* _BRIEF_: In the Rufus Knight profile below, which city did Knight move to at seventeen to study design?

* _EXTRACT PROVIDED_:
──────────
Rufus Knight

Rufus Knight has always been interested in doing things a little bit differently.

Rufus Knight image

Interview: Ben St George

Rufus Knight has always been interested in doing things a little bit differently. Whether it’s through the art, music and culture that informs his interior design, or the creative, graphic use of shape and form that underpins his minimalist approach to using space. His identity, both personally and professionally, is rooted in his desire to define what design means, rather than follow an existing definition. 

Knight’s career has seen him work on large-scale commercial projects for one of the world’s most renowned interior firms as well as win accolades for his personal work in his native New Zealand. Soon the 29-year old designer will take on a new challenge - curating two spaces at this year’s Venice Biennale.

 

The Opotiki-born Knight left home to study design in Wellington when he was seventeen, a period he describes as fertile for education, both academic and otherwise. “My personality is quite impulsive so in that academic setting I felt, for the first time, a great deal of freedom to listen to pretty much anything and everything, which was closely tied to experiencing design and art, in a wider sense.” It was during this period that he was introduced to post-punk groups like Modern Eon and The Birthday Party, as well as the deconstructivist fashion design aesthetics of Martin Margiela and the Antwerp Six collective. “I think I have always, consciously and subconsciously, made decisions that keep me on the periphery in one way or another. Post-punk - and its discontents - was a natural middle ground for my interests in art, fashion and music. The highly aestheticized, pseudo-intellectual, melodramatic persona is such a perfect vehicle for your early twenties.”
──────────
* _DATA_:
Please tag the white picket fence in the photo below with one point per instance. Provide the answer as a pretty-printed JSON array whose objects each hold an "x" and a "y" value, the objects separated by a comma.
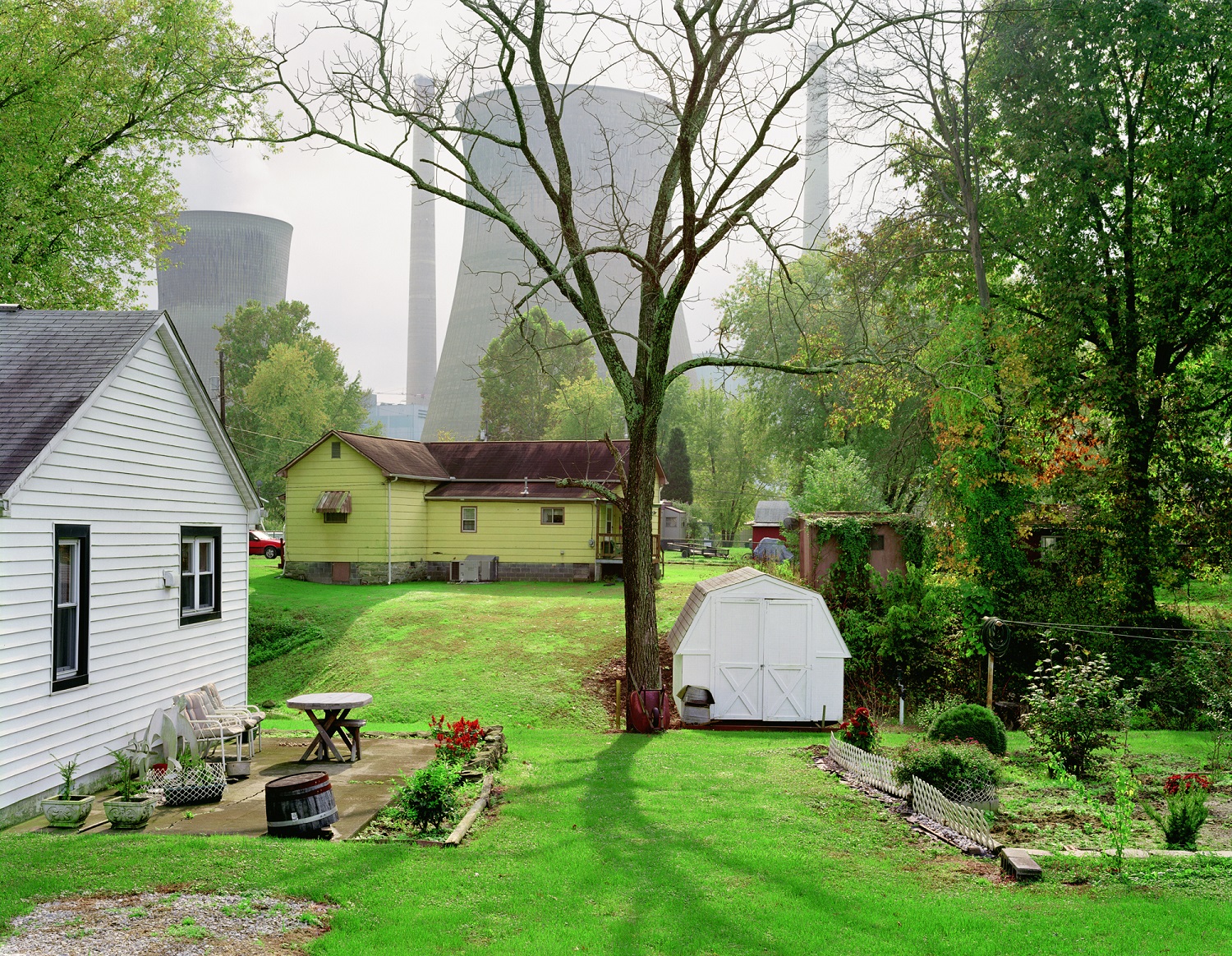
──────────
* _COMPLETED TASK_: Wellington